→ RECORD SET
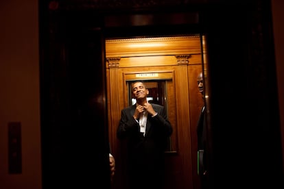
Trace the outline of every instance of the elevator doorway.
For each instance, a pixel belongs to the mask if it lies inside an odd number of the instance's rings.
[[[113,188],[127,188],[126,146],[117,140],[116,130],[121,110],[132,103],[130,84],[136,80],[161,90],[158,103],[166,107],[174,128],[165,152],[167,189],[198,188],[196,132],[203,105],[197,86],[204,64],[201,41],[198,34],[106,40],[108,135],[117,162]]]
--
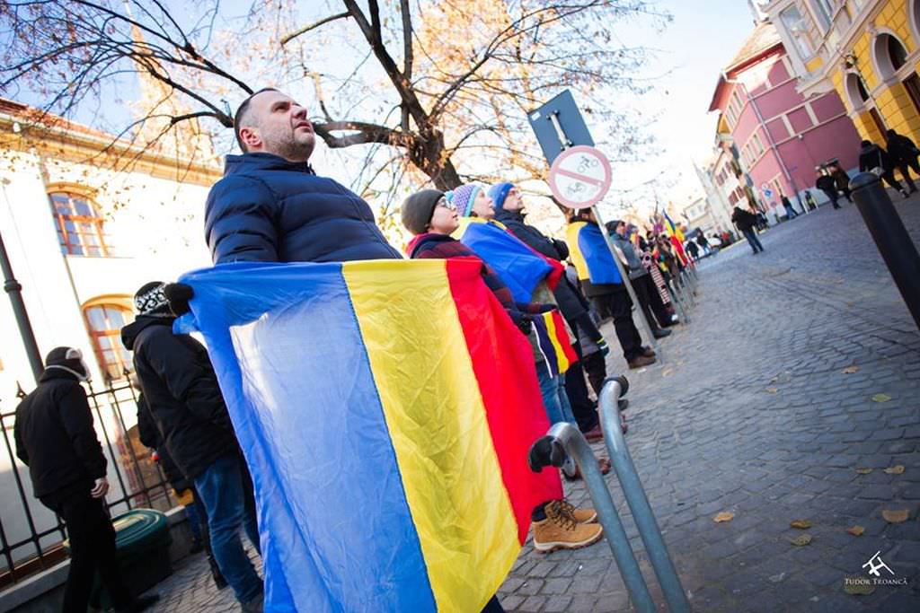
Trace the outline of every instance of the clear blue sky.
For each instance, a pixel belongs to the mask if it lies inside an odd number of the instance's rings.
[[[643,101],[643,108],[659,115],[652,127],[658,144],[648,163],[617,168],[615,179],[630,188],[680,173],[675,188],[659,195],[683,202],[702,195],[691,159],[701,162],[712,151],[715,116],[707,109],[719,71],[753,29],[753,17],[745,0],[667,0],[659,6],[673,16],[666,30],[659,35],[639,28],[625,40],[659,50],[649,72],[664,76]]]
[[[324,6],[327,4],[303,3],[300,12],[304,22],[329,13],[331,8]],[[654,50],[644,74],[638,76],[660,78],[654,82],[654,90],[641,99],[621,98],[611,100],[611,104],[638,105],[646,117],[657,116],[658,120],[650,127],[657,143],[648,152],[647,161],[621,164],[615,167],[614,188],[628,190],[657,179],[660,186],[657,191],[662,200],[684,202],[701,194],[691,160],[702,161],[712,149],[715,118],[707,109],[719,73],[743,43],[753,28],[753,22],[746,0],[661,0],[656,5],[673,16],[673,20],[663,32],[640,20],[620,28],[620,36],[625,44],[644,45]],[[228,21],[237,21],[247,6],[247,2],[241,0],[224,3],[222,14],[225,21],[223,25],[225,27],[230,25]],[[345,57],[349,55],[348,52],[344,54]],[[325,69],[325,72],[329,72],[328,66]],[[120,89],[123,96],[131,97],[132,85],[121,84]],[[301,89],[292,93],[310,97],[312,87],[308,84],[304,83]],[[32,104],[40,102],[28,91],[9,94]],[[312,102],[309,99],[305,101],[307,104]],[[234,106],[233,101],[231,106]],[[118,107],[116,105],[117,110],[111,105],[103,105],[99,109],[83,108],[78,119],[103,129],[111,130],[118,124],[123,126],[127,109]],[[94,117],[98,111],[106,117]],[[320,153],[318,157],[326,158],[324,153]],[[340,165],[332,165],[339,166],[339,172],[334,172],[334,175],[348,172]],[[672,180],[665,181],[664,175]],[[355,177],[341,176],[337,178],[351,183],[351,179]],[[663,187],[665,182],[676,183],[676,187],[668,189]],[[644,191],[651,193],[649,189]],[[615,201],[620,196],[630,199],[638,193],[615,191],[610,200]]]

→ DIRECTIVE
State how many lines in the listing above contain the string "Trace". Matching is case-sensitive, and the answer should be the number alone.

→ PROBLEM SOLUTION
2